## Start Records provided

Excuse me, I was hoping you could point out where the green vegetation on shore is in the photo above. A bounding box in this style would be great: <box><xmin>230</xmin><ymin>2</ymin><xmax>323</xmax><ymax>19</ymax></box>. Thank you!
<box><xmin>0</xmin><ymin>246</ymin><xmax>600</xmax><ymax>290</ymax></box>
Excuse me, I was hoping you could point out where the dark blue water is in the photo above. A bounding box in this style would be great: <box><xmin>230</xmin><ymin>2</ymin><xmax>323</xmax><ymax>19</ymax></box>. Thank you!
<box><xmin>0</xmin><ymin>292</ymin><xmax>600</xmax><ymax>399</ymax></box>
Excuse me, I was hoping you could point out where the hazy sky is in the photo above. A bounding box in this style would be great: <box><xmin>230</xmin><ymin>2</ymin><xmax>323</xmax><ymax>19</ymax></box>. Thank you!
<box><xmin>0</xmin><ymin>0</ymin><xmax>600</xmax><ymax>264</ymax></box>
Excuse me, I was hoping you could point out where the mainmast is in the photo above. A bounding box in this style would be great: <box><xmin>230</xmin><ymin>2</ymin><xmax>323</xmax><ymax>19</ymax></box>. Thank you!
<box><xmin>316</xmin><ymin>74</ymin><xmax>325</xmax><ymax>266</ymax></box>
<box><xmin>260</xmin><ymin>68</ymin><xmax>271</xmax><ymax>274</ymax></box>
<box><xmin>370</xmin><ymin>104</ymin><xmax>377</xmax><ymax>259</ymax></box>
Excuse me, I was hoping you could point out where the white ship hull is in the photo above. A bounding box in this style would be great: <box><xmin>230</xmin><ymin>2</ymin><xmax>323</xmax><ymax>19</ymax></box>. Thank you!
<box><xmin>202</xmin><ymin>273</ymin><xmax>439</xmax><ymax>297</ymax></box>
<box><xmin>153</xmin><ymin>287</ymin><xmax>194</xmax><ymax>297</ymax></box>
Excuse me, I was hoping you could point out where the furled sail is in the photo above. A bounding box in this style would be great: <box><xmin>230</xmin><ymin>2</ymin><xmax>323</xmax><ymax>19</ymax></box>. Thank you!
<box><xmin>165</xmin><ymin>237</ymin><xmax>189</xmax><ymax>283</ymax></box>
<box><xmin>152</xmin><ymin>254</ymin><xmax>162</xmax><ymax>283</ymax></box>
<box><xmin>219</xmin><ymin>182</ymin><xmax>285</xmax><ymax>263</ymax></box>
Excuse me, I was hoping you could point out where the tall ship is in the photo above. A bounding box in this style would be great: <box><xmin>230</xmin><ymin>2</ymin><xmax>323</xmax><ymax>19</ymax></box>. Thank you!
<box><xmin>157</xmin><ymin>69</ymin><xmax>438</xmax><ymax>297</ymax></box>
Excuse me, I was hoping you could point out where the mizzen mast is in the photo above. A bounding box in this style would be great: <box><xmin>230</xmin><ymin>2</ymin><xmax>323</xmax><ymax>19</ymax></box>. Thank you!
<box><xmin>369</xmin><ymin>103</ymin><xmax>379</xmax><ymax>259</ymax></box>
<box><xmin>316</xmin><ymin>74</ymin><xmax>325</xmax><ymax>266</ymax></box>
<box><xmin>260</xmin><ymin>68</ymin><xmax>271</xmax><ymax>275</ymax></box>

## End Records provided

#### Work to be completed:
Recast the records above as a two-column CSV with the headers text and answer, giving one row for each thing asked. Put the full wording of what is asked and its complete answer each in a single quoted field, with line breaks turned into spaces.

#### The solution:
text,answer
"Excuse me, I was hoping you could point out where the green vegetation on shore is in the photo above. A bounding box in this style would be great: <box><xmin>230</xmin><ymin>2</ymin><xmax>323</xmax><ymax>19</ymax></box>. Thank you!","<box><xmin>0</xmin><ymin>246</ymin><xmax>600</xmax><ymax>290</ymax></box>"
"Excuse me, I was hoping you could point out where the dark blue water is in the photo above. A bounding box in this style would be great: <box><xmin>230</xmin><ymin>2</ymin><xmax>323</xmax><ymax>19</ymax></box>. Thank you!","<box><xmin>0</xmin><ymin>292</ymin><xmax>600</xmax><ymax>399</ymax></box>"
"Excuse me, I was hoping you could point out where the hazy sky is in the photo above. A bounding box in this style would be great: <box><xmin>230</xmin><ymin>2</ymin><xmax>323</xmax><ymax>19</ymax></box>. Thank you!","<box><xmin>0</xmin><ymin>0</ymin><xmax>600</xmax><ymax>264</ymax></box>"
"Excuse me, I was hoping you could point out where the mainmast is in the photo above. A bounding box in this style would be great: <box><xmin>230</xmin><ymin>2</ymin><xmax>323</xmax><ymax>19</ymax></box>. Thank you!","<box><xmin>316</xmin><ymin>74</ymin><xmax>325</xmax><ymax>266</ymax></box> <box><xmin>260</xmin><ymin>68</ymin><xmax>271</xmax><ymax>274</ymax></box> <box><xmin>370</xmin><ymin>104</ymin><xmax>377</xmax><ymax>259</ymax></box>"
"Excuse me, I was hoping you could point out where the white ship hull is in the photo above. A bounding box in this style would be great: <box><xmin>230</xmin><ymin>2</ymin><xmax>323</xmax><ymax>19</ymax></box>. Thank you!","<box><xmin>202</xmin><ymin>273</ymin><xmax>439</xmax><ymax>297</ymax></box> <box><xmin>153</xmin><ymin>287</ymin><xmax>194</xmax><ymax>297</ymax></box>"
"Excuse me, I was hoping you could point out where the furled sail is in the photo above. A bounding box in this style would be great: <box><xmin>230</xmin><ymin>2</ymin><xmax>323</xmax><ymax>19</ymax></box>. Thank you!","<box><xmin>165</xmin><ymin>237</ymin><xmax>189</xmax><ymax>283</ymax></box> <box><xmin>152</xmin><ymin>254</ymin><xmax>162</xmax><ymax>283</ymax></box> <box><xmin>219</xmin><ymin>182</ymin><xmax>285</xmax><ymax>263</ymax></box>"
"Excuse me, I was hoping you could point out where the tall ship is in the photo above. A bounding box in this style would be great: <box><xmin>230</xmin><ymin>2</ymin><xmax>323</xmax><ymax>19</ymax></box>. Thank you!","<box><xmin>157</xmin><ymin>69</ymin><xmax>438</xmax><ymax>297</ymax></box>"
"Excuse me, I was hoping you could point out where the mizzen mast is in the photo above. A bounding box in this style would be great: <box><xmin>230</xmin><ymin>2</ymin><xmax>323</xmax><ymax>19</ymax></box>. Thank you!","<box><xmin>369</xmin><ymin>103</ymin><xmax>379</xmax><ymax>259</ymax></box> <box><xmin>316</xmin><ymin>74</ymin><xmax>325</xmax><ymax>266</ymax></box> <box><xmin>260</xmin><ymin>68</ymin><xmax>271</xmax><ymax>275</ymax></box>"